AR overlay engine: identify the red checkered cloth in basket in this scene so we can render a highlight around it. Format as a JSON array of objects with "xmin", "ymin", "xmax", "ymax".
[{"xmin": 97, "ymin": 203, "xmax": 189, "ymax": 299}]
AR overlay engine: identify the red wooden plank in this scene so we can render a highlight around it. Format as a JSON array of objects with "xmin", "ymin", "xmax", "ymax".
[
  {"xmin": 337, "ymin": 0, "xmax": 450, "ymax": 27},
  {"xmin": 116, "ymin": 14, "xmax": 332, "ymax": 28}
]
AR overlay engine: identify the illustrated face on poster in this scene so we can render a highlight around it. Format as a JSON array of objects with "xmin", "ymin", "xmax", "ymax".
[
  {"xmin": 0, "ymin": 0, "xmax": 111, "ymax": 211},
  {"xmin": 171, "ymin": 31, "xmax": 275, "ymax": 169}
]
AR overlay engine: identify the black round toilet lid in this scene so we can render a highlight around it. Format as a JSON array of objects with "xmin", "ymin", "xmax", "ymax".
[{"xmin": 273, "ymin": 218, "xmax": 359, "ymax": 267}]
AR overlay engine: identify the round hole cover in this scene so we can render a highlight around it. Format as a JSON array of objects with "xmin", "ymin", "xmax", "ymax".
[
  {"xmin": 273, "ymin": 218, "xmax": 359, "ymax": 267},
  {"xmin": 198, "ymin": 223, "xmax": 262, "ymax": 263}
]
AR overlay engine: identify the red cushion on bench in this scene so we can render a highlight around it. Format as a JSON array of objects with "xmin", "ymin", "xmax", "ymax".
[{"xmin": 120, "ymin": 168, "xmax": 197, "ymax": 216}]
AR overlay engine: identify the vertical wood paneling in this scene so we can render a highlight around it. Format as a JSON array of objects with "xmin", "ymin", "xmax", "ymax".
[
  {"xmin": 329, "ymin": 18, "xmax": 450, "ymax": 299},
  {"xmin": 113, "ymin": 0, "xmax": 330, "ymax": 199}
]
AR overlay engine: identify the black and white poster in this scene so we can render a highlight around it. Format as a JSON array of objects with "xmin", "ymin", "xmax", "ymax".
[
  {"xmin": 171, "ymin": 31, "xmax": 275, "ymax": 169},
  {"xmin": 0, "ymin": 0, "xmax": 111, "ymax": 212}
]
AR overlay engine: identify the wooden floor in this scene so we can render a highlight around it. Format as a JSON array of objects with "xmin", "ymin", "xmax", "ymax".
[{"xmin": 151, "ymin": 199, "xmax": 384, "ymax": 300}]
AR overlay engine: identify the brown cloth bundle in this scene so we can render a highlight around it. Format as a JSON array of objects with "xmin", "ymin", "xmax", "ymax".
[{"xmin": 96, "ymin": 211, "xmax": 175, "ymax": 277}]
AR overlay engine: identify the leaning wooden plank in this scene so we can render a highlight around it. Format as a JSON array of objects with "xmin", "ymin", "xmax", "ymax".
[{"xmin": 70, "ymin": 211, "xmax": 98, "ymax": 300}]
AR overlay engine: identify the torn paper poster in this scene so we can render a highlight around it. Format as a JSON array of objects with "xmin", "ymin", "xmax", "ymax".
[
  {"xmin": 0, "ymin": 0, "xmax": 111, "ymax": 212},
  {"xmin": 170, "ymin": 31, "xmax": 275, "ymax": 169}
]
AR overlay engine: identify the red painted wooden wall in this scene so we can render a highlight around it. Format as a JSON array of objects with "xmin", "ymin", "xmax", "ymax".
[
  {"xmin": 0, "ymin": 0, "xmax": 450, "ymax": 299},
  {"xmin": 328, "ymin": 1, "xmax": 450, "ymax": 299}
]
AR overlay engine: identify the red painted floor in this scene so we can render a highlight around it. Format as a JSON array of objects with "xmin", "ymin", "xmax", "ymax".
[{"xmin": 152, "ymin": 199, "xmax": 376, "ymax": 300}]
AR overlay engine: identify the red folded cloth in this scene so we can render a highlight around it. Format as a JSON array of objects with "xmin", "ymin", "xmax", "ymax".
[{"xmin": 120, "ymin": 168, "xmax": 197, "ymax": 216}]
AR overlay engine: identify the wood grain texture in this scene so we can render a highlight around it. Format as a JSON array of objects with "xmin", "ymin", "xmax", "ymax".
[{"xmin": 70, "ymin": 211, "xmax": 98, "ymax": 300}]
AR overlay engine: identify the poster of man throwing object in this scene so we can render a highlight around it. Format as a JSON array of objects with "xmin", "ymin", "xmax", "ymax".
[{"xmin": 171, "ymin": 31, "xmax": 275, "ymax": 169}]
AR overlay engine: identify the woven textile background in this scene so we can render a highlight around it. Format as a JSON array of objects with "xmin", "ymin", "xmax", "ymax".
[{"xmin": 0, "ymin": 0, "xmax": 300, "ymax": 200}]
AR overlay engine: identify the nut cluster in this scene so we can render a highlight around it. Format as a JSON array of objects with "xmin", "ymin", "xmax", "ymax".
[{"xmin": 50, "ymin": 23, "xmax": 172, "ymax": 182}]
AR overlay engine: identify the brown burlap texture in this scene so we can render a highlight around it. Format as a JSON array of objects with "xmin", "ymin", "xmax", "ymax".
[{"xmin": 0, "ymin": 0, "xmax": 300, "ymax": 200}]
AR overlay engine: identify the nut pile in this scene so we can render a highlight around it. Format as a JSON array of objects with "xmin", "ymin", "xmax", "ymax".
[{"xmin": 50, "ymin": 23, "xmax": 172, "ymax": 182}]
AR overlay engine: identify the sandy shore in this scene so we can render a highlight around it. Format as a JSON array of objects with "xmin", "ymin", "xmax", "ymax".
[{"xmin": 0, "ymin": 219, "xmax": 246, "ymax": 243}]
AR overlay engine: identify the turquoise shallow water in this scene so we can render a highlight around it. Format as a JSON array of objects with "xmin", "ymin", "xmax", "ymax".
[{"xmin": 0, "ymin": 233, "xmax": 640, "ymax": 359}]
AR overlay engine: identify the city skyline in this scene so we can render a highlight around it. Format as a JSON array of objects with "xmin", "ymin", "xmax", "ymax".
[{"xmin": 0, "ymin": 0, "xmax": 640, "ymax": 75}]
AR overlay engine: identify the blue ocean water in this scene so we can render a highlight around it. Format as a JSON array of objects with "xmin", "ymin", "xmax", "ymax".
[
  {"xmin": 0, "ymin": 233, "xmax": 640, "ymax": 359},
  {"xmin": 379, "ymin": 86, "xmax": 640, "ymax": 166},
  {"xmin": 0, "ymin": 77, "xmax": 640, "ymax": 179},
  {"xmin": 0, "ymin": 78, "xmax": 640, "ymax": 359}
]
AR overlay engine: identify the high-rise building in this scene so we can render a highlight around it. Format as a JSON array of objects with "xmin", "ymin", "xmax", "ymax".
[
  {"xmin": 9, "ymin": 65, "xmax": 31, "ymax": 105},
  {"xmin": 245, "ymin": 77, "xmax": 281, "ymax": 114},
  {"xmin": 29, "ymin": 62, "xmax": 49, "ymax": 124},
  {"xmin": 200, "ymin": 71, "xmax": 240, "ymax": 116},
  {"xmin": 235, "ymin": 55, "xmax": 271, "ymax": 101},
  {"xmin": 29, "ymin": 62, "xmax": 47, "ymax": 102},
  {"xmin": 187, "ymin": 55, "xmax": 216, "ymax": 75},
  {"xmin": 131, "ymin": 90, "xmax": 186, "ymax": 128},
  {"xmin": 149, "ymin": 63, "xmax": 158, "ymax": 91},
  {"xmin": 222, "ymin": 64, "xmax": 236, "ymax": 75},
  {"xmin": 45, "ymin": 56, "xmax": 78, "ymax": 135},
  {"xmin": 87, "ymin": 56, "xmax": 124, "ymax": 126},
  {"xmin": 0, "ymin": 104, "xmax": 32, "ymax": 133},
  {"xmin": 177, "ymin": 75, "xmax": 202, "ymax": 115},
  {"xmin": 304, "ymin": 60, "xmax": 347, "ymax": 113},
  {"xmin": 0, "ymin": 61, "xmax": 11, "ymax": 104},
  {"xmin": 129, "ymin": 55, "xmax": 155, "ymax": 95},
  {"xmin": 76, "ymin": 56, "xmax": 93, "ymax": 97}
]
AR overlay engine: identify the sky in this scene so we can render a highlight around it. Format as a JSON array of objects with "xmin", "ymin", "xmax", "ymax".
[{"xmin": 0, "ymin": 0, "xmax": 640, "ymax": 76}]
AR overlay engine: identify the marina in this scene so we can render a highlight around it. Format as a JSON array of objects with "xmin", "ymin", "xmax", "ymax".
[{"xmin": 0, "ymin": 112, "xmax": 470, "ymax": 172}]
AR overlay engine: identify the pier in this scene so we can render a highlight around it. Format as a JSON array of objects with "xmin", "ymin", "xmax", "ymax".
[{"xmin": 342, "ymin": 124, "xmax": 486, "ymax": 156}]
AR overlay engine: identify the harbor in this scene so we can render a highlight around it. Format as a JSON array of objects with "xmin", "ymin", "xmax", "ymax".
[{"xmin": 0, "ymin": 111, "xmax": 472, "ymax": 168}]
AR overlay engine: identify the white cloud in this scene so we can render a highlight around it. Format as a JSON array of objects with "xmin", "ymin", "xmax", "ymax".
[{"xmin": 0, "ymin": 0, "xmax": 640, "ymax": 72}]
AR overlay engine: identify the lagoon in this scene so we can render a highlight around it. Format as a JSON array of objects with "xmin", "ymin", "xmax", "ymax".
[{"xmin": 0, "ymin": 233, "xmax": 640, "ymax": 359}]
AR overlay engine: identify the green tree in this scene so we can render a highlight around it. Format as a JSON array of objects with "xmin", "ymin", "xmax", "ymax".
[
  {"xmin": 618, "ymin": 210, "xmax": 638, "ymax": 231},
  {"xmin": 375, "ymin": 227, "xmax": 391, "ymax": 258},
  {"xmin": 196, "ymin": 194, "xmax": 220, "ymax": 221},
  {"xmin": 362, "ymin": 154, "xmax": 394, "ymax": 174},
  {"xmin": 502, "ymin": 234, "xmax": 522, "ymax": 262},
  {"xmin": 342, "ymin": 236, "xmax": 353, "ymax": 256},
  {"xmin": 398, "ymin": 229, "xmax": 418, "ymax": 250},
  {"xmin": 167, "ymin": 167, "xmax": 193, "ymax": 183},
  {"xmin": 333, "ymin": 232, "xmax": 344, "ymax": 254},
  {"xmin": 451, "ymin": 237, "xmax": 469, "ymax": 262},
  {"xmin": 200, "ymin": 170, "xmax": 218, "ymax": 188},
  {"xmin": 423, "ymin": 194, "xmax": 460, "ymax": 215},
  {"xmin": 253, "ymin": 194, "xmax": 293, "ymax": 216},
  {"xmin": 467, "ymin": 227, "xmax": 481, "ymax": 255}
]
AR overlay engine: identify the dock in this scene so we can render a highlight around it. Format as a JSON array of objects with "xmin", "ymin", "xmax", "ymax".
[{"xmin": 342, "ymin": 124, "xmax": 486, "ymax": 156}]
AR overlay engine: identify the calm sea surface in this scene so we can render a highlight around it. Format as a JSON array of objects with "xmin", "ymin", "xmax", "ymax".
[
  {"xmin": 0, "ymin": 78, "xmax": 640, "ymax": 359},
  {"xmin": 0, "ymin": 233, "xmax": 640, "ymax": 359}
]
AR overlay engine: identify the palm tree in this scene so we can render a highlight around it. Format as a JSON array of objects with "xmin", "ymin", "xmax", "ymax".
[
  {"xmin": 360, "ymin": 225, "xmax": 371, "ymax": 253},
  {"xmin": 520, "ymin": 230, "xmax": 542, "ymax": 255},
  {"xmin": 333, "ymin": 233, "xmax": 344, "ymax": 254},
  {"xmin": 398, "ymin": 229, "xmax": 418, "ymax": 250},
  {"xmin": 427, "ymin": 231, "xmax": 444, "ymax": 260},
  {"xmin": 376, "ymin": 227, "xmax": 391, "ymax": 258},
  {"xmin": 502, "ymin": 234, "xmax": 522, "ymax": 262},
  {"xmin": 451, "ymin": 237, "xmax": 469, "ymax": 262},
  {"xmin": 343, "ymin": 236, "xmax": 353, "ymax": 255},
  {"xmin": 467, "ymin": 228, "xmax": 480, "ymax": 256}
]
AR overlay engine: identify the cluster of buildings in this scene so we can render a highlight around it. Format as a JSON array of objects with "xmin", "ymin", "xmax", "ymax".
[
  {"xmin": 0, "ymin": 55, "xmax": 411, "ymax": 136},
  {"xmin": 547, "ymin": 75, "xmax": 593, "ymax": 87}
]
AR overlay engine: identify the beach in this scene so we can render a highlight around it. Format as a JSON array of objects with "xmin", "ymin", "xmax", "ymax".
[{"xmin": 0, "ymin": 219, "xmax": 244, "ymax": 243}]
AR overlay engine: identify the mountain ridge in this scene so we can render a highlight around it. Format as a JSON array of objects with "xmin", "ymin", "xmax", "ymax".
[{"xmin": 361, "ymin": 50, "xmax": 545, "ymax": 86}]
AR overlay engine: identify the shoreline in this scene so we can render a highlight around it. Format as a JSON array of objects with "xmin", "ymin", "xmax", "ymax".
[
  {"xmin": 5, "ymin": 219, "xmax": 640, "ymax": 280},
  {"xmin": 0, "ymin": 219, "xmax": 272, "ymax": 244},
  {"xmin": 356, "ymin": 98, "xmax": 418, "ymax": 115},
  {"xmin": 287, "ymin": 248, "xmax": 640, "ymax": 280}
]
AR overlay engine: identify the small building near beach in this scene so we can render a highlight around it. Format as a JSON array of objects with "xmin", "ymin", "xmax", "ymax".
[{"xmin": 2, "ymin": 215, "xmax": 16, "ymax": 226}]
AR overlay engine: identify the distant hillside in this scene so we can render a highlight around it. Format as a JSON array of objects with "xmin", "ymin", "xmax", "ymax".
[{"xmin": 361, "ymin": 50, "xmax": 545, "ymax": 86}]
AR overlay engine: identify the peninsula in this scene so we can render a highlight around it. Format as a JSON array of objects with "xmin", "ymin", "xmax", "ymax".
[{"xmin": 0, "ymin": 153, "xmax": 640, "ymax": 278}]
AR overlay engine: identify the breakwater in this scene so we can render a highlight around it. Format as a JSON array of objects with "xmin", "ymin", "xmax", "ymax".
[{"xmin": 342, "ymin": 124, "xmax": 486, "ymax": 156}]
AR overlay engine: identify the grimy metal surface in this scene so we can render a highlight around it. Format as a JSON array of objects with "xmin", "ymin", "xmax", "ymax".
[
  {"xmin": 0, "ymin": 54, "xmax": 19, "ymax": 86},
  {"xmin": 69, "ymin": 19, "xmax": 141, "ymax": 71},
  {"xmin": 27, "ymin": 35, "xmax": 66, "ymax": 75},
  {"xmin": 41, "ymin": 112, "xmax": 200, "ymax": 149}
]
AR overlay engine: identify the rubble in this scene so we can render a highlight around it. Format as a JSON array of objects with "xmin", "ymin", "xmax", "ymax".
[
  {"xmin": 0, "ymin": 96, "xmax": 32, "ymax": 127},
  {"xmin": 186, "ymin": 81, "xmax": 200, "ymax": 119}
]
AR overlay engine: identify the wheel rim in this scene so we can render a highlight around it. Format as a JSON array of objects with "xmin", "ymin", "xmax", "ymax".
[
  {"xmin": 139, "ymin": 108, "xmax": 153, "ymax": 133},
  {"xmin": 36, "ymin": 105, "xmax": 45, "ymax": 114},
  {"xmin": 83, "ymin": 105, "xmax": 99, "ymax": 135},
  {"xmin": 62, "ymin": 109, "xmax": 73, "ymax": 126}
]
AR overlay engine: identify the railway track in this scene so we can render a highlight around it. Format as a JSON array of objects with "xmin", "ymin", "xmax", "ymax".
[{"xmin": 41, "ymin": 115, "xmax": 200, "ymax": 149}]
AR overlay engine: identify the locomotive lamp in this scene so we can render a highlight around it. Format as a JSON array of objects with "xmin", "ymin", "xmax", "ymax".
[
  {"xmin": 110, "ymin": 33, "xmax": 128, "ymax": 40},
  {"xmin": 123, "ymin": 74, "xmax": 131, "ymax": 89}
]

------------------------------

→ **Problem requirements**:
Reproduce, without alteration, every line of the records from the line containing "AR overlay engine: identify the rubble" up to and including the final line of the records.

→ **Output of the task**:
AR overlay engine: identify the rubble in this scene so we can render a highlight around it. Format as a JSON array of objects with "xmin", "ymin", "xmax", "ymax".
[
  {"xmin": 0, "ymin": 96, "xmax": 32, "ymax": 127},
  {"xmin": 186, "ymin": 81, "xmax": 200, "ymax": 119}
]
AR overlay engine: identify the wheel rim in this scene so we can render a highlight around it. Format as a JSON array of objects with "xmin", "ymin", "xmax", "ymax".
[
  {"xmin": 139, "ymin": 108, "xmax": 153, "ymax": 133},
  {"xmin": 36, "ymin": 105, "xmax": 45, "ymax": 114},
  {"xmin": 83, "ymin": 105, "xmax": 99, "ymax": 135},
  {"xmin": 62, "ymin": 109, "xmax": 73, "ymax": 126}
]
AR overlay engine: identify the railway track in this scene so we can render a highlight around it. Format as a JSON array of objects with "xmin", "ymin", "xmax", "ymax".
[{"xmin": 41, "ymin": 115, "xmax": 200, "ymax": 149}]
AR overlay engine: identify the locomotive lamp in this scene so we can render a highlight around it. Format as a JSON array of objects with "xmin", "ymin", "xmax", "ymax".
[
  {"xmin": 110, "ymin": 33, "xmax": 128, "ymax": 40},
  {"xmin": 123, "ymin": 74, "xmax": 131, "ymax": 89}
]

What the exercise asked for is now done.